Start of Data supplied

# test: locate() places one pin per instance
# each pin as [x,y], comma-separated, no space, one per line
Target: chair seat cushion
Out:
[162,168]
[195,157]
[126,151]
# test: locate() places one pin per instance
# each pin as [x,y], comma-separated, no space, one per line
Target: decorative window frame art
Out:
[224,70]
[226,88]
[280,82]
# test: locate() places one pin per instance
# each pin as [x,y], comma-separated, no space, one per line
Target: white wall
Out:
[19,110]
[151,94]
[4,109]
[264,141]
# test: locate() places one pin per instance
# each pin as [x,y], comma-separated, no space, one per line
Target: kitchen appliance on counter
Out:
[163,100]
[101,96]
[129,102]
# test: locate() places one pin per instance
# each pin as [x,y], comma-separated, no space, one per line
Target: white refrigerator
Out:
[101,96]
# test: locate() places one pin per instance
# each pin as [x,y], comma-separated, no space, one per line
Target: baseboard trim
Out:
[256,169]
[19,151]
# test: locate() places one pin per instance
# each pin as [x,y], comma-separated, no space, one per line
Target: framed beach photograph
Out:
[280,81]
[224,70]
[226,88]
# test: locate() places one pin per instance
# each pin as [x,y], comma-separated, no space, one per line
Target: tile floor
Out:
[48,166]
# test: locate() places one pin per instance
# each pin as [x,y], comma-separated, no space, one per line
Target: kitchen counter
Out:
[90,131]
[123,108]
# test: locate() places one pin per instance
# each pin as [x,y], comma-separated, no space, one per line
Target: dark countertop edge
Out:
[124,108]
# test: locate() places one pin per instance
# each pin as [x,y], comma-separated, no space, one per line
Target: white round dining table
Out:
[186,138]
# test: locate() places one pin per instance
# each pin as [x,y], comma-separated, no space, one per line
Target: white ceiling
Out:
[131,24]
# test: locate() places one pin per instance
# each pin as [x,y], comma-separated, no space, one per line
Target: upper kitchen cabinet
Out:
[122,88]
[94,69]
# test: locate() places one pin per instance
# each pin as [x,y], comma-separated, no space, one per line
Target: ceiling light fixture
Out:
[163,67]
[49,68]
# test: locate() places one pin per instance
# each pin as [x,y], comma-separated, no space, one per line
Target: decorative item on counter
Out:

End of Data supplied

* _Problem to solve_
Retype the records above exactly.

* _Complete response_
# test: locate() places one pin per instance
# each pin as [x,y], comma-separated, no space, one per line
Target: chair seat cushion
Out:
[162,168]
[195,157]
[126,151]
# test: locate() places one pin per instance
# each pin as [x,y], comma-separated, no space, one per line
Target: decorative window frame art
Out:
[224,70]
[226,88]
[280,82]
# test: locate() places one pin per instance
# each pin as [x,y], comma-separated, no space, one per line
Target: white wall
Out:
[19,110]
[151,94]
[4,109]
[264,141]
# test: locate() places one pin per instance
# each pin as [x,y], comma-separated, no space, one per line
Target: kitchen appliance on counter
Out:
[163,100]
[101,96]
[129,102]
# test: locate() places one pin per instance
# each pin as [x,y], comma-separated, no space, one per line
Target: white refrigerator
Out:
[101,96]
# test: locate() places one pin per instance
# each pin as [x,y], comma-separated, no space, one per line
Target: baseboard trim
Out:
[256,169]
[19,151]
# test: locate() places one pin per instance
# each pin as [x,y], comma-separated, no space, one per line
Target: framed beach photograph
Out:
[280,81]
[224,70]
[226,88]
# test: locate() places one pin per instance
# each pin as [x,y], comma-separated, no space, one per line
Target: tile floor
Out:
[48,166]
# test: locate() places one pin per instance
# each pin as [x,y], comma-separated, no space, one per line
Target: kitchen counter
Out:
[90,131]
[123,108]
# test: locate() places one pin per instance
# each pin as [x,y], comma-separated, no space, one per line
Target: dark countertop edge
Out:
[124,108]
# test: locate() places one pin per instance
# each pin as [x,y], comma-separated, no space, one per line
Target: white round dining table
Out:
[186,138]
# test: locate() places one pin per instance
# each pin as [x,y], comma-separated, no space, one per line
Target: white ceiling
Out:
[131,24]
# test: locate() places one pin per instance
# each pin as [x,y], comma-separated, no space, one per line
Target: upper kitchen cabinet
Out:
[122,88]
[94,69]
# test: locate() places one pin per instance
# each pin as [x,y], comma-separated, no space, one per line
Target: ceiling light fixture
Out:
[163,67]
[49,68]
# test: locate() places one pin per instance
# each pin as [x,y], comma-separated, no space, one per line
Target: decorative item on counter
Out:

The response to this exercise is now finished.